DOCUMENT SEGMENT
[Begin]

Pairs with the Adjacency / Synergy Map — a ready-to-use strategy tool. Included with a subscription, or $1.99.
Two games hold up a company. One is a shooter that ships every autumn whether it's ready or not. The other is a tile-matching puzzle that turned ten years old and still grew its in-game bookings about 20% in every quarter of 2022.5 Strip those two away and the rest of Activision Blizzard - Warcraft, Diablo, Overwatch6 - is a respectable studio, not a $68.7 billion one. The popular charge against the company is that it milks its franchises until they're dry. That's the wrong worry. The franchises aren't dry. They're load-bearing.
The official story is creative exhaustion: a tired publisher squeezing the same two cows for one more season of cream. Read the filings and a sharper, less moralistic problem appears. The risk isn't that Call of Duty gets boring or Candy Crush gets stale. It's that almost everything the company earns flows through a handful of titles - and a fee owed to two platform owners that Activision can't negotiate away.

[End]

RECORDED DATA
[Begin]

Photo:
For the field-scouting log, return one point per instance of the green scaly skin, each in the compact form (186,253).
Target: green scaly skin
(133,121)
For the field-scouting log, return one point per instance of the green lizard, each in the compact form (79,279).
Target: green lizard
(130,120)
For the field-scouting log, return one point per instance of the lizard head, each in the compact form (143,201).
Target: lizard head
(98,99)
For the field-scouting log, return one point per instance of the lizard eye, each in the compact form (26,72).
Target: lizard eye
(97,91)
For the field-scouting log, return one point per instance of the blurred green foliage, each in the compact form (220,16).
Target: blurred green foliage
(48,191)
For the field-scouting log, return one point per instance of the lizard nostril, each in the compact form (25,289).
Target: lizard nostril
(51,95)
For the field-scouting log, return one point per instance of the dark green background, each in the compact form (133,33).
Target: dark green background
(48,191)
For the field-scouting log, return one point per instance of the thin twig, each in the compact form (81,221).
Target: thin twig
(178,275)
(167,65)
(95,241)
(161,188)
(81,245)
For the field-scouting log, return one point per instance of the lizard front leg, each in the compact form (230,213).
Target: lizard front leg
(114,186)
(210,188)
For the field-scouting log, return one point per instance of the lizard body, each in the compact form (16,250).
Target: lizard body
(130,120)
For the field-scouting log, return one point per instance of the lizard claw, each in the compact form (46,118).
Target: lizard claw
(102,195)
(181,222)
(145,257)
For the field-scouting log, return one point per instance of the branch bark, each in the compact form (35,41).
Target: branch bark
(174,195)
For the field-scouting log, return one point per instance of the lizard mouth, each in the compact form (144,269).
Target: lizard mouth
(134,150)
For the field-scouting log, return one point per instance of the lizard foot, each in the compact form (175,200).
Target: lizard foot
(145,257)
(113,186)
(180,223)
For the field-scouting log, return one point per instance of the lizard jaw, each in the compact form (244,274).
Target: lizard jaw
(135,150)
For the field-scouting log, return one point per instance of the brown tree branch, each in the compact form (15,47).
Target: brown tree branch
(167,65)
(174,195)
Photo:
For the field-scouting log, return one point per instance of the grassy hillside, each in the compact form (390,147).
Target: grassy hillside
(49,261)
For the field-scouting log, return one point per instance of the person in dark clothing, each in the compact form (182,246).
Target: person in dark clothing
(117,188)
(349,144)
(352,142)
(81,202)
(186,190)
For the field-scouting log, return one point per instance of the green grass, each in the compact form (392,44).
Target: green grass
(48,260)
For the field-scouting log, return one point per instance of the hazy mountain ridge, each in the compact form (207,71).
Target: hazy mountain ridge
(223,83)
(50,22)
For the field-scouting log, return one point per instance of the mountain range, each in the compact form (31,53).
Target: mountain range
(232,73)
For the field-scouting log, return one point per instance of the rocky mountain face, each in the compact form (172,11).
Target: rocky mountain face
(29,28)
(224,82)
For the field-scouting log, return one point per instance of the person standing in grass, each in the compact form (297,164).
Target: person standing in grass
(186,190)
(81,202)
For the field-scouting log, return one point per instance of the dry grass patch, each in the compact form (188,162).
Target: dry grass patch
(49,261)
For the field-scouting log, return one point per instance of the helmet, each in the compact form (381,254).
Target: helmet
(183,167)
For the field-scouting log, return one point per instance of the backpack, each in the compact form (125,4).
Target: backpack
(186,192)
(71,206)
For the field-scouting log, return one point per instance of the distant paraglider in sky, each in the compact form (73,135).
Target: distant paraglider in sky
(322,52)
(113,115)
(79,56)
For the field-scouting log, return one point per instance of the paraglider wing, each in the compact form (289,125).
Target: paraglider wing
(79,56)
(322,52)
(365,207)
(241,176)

[End]

GIVEN TASK 1
According to the Activision Blizzard commentary, what is the popular charge against the company?
GIVEN TASK 2
List every game franchise named in the Activision Blizzard commentary.
GIVEN TASK 3
Using the Activision Blizzard commentary, state whether each statement agrees with it: (a) The tile-matching puzzle grew its in-game bookings about 20% in every quarter of 2022. (b) The commentary holds that the franchises have run dry. (c) The fee the company owes goes to three platform owners.

OUTPUT 1
That it milks its franchises until they're dry.

OUTPUT 2
Call of Duty, Candy Crush, Warcraft, Diablo, Overwatch

OUTPUT 3
(a) Yes: "still grew its in-game bookings about 20% in every quarter of 2022"
(b) No: "The franchises aren't dry."
(c) No: "a fee owed to two platform owners that Activision can't negotiate away"